#### Given request A
In the guide on customer reference programs, what feature does Airtable lack that Notion has?
#### Given request B
Decide whether each statement agrees with the guide on customer reference programs, answering yes or no and quoting the words of the guide that settle it. (i) Customers in a referral program receive rewards for successful referrals. (ii) Salesforce is simple enough that no dedicated staff is needed to manage it. (iii) Going "wide" with a customer reference program takes fewer resources to manage.

··· Text to read

The customer reference, referral, and ambassador programs are part of customer marketing. Yet, they have different focuses and mechanisms.

  • Customer reference program: A customer reference program aims to showcase the success stories of satisfied customers. You can then use these stories in marketing materials or sales pitches. Customers in this program often take part in case studies. They also provide testimonials or speak directly with potential customers.
  • Referral program: A referral program aims to incentivize existing customers. It encourages them to refer new customers. Customers are rewarded with discounts, freebies, or other benefits in return for successful referrals.
  • Ambassador program: An ambassador program focuses on building a community of engaged customers. They act as brand advocates. These ambassadors not only refer new customers but also promote the brand through various channels like social media, events, or their networks.

These programs can work together to create a holistic customer marketing strategy. A happy customer from a customer reference program can refer new customers through a referral program. And they might eventually become a brand ambassador.

Step #1 – Set up a system for tracking and measuring your customer reference program

Setting up a system for tracking and measuring your customer reference program is crucial. This will help you understand its effectiveness and make necessary adjustments.

The first step is to establish a source of truth. A centralized place stores all the data related to your program. This ensures that everyone on your team has access to the same information. It increases transparency and reduces errors.

When structuring your system, consider what metrics you want to track. These can include the number of customer references, customer touchpoints, the impact on sales, and customer feedback.

Option 1 – Database tools

For custom tracking, tools such as Notion and Airtable are excellent choices. They both offer database functionalities. You can create custom fields to track various metrics.

Notion is flexible and easy to use, allowing for rich text editing and embedding other content. However, its database functionality is somewhat limited compared to more dedicated solutions.

Airtable is a more powerful database tool. It offers advanced features like automation and interfaces for helpful reports and charts. But it lacks the rich text editing features of Notion.

Both Airtable and Notion offer plenty of templates to get started. Or you can build your customer list from scratch. The choice is yours. 

Option 2 – Customer Relationship Management tools

If you’re looking for a Customer Relationship Management (CRM) solution, consider platforms like Salesforce and HubSpot. 

Salesforce is a powerful tool with a wide array of features. It includes detailed reporting and analytics. However, it can be complex and may need dedicated staff to manage.

Meanwhile, HubSpot is user-friendly. It offers robust features, including email marketing, SEO tools, and social media management. But, the more advanced features are only available in the higher-tier plans.

When choosing a tracking system, consider factors like the level of automation it allows. Also, how flexible is it to change? What integrations with other tools does it offer? How easily does it enable collaboration among team members?

Step #2 – Identify your most engaged customers

Auditing your customer database is crucial as the first step in identifying your most engaged customers. This process allows you to understand your customer base’s size, behavior, and engagement level.

Wide or deep?

When planning your customer reference program, consider whether to go “wide” or “deep.” If you have a large customer base, say 1,000 customers, you might want to ‘go wide’ by accessing all of them. This approach allows for better matching between your references and prospects due to the larger pool. However, it requires more resources to manage.

······
··· Excerpted data

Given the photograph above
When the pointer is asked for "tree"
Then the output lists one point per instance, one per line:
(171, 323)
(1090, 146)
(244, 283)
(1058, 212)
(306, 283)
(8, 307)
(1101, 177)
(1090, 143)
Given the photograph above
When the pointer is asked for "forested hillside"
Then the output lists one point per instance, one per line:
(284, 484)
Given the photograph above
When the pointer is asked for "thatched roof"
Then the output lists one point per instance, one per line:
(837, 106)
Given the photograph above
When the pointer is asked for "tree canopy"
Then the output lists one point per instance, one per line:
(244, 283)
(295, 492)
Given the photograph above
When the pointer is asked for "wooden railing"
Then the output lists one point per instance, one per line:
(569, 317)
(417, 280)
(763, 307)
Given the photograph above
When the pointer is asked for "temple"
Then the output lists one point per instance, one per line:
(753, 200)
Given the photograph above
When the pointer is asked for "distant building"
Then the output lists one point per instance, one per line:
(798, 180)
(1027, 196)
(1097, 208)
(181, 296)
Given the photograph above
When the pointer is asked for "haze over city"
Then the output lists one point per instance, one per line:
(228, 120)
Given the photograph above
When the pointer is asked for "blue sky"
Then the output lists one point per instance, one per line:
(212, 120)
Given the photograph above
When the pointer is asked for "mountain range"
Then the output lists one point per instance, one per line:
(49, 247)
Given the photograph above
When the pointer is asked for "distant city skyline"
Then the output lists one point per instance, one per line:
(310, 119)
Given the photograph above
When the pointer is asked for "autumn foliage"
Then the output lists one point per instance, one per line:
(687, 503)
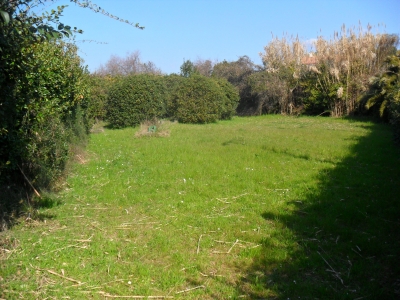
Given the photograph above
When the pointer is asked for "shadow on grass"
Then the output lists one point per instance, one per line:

······

#### Task response A
Airtable lacks the rich text editing features of Notion.

#### Task response B
(i) Yes: "Customers are rewarded with discounts, freebies, or other benefits in return for successful referrals."
(ii) No: "However, it can be complex and may need dedicated staff to manage."
(iii) No: "However, it requires more resources to manage."